*Set task:*
Pick out and copy every line in the rows below that contains the string "stem". Case counts, so only lines that match its capitalization qualify.

═════ Supplied records

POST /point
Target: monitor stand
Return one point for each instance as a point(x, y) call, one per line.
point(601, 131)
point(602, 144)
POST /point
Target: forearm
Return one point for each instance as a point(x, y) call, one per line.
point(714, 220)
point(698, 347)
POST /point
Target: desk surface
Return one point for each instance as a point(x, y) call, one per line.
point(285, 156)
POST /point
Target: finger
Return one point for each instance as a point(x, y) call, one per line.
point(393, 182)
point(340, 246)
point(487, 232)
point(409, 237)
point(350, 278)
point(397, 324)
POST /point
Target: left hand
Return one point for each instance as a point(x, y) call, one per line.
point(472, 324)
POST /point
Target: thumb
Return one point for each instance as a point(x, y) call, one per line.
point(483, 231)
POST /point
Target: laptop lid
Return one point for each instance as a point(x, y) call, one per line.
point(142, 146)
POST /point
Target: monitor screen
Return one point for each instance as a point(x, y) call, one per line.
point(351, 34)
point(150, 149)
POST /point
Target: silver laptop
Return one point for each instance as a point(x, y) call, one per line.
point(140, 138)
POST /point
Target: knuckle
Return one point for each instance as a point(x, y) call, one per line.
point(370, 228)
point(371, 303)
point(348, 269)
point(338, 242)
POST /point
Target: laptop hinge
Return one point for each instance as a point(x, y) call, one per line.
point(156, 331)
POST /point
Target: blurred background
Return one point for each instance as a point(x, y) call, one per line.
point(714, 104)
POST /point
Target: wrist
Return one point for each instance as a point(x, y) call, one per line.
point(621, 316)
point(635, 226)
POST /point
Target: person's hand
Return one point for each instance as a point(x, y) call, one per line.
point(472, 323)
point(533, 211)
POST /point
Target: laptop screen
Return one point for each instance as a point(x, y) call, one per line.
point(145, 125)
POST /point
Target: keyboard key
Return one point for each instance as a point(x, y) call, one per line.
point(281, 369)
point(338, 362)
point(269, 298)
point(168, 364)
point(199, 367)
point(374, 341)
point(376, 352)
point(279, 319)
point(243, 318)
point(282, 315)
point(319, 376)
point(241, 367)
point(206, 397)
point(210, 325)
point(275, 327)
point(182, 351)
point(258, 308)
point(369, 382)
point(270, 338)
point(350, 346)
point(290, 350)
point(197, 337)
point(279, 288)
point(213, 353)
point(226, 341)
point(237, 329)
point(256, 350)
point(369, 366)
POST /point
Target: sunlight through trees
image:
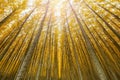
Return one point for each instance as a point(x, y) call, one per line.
point(59, 39)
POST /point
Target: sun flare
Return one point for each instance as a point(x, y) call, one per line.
point(59, 39)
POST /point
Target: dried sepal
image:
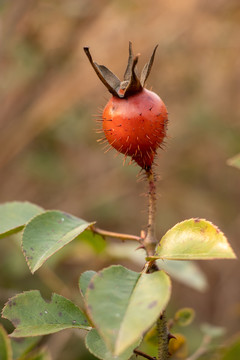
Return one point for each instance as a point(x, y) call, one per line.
point(111, 81)
point(147, 68)
point(131, 84)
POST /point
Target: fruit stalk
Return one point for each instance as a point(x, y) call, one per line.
point(150, 240)
point(162, 337)
point(150, 243)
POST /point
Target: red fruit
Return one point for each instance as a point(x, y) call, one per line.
point(135, 126)
point(134, 119)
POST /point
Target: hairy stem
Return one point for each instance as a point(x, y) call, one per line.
point(150, 240)
point(115, 235)
point(162, 337)
point(140, 353)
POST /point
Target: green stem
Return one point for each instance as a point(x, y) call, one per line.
point(140, 353)
point(115, 235)
point(162, 337)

══════════

*Complete response:*
Target: hairy stem
Target: green stem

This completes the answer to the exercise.